_EXTRAIT CHOISI_
● ● ● ●

Réponse à la violence du monde

Ce film, bien parti pour obtenir l’Ours d’Or à Berlin cette année, nous dit-on, n’est pas bien-pensant pour une fois, en tout cas pas manichéen. En fait, loin de l’Ours d’Or tant attendu, il obtiendra cependant le Prix de la Meilleure contribution technique pour la directrice de la photo, Hélène Louvart. Pourtant, il pose maintes questions dont certaines resteront sans réponse contrairement à tous ceux qui, de nos jours, ont réponse à tout sur les migrants, les conflits, l’Ukraine et la Biélorussie, le néocolonialisme, l’écologie, etc. Bien sûr le réalisateur se pose la question de la violence qui mène le monde actuel, violence d’ailleurs à tous les niveaux et même dans la musique, mais il n’a pas de solution clé en main. Il semble aussi désemparé que nous en nous livrant cette fable fiévreuse et envoûtée. Giacomo Abruzzese, originaire des Pouilles en Italie, n’a à ce jour réalisé que des courts-métrages et un documentaire, en 2020, America.

● ● ● ●

_MATÉRIEL_

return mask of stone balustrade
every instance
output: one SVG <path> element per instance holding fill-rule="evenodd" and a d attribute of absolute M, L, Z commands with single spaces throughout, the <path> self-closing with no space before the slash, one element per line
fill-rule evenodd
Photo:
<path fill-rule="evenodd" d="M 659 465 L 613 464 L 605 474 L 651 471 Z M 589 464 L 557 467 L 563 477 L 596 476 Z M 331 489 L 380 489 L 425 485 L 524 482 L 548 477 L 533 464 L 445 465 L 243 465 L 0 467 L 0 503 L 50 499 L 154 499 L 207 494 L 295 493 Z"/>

● ● ● ●

_EXERCICES PROPOSÉS_
1. D'après la critique du film de Giacomo Abruzzese, quel prix le film a-t-il finalement reçu à Berlin, et qui en est la lauréate ?
2. Les affirmations suivantes s'accordent-elles avec la critique du film de Giacomo Abruzzese ? Répondez par oui ou par non pour chacune, en citant les mots décisifs du texte.
(a) Le film a remporté l'Ours d'Or à Berlin.
(b) Giacomo Abruzzese est originaire des Pouilles.
(c) Le réalisateur propose une solution toute faite à la violence du monde.
3. Prolongez la critique du film de Giacomo Abruzzese en reprenant juste après sa dernière phrase.

_CORRIGÉ DES EXERCICES_
1. Le Prix de la Meilleure contribution technique, pour la directrice de la photo, Hélène Louvart.

2.
(a) Non : « loin de l’Ours d’Or tant attendu, il obtiendra cependant le Prix de la Meilleure contribution technique »
(b) Oui : « Giacomo Abruzzese, originaire des Pouilles en Italie »
(c) Non : « mais il n’a pas de solution clé en main »

3.
Entrée dans un autre monde

Son premier long-métrage, produit par la France par le biais des Films Grand-Huit, constitue un ensemble déroutant qui use (et abuse ?) de l’ellipse, de la lumière bleue, des fumigènes et de la sueur, toujours très proche des larmes et du sang. Un concentré de violence, mais sublimée par une mise en scène à l’évidence tout sauf didactique, la photographie magnifique d’Hélène Louvart, la musique de Vitalic, pape électro et des acteurs vraiment charismatiques comme l’artiste afro-punk, Laetitia Ky dont les yeux (faussement) vairons vont déteindre sur tout le film, et Morr Ndiaye, dans le rôle d’un chef rebelle du delta du Niger. Et bien sûr, l’éblouissant acteur allemand, Franz Rogowski, qui irradie tout le film de sa présence à la fois discrète et prégnante. On l’avait déjà remarqué dans de grands films, tels qu’Une valse dans les allées de Thomas Stuber en 2018, J‘étais à la maison, mais… d’Angela Schanelec en 2019, Une vie cachée de Terrence Malick en 2019 et Ondine de Christian Petzold en 2020. Beau palmarès déjà pour cet acteur allemand de 37 ans qui est aussi danseur et chorégraphe. C’est en partie pour cela que Giacomo Abbruzzese l’a choisi puisque son personnage, un peu caméléon, va traverser plusieurs vies pour s’incarner dans celle d’un disco boy justement.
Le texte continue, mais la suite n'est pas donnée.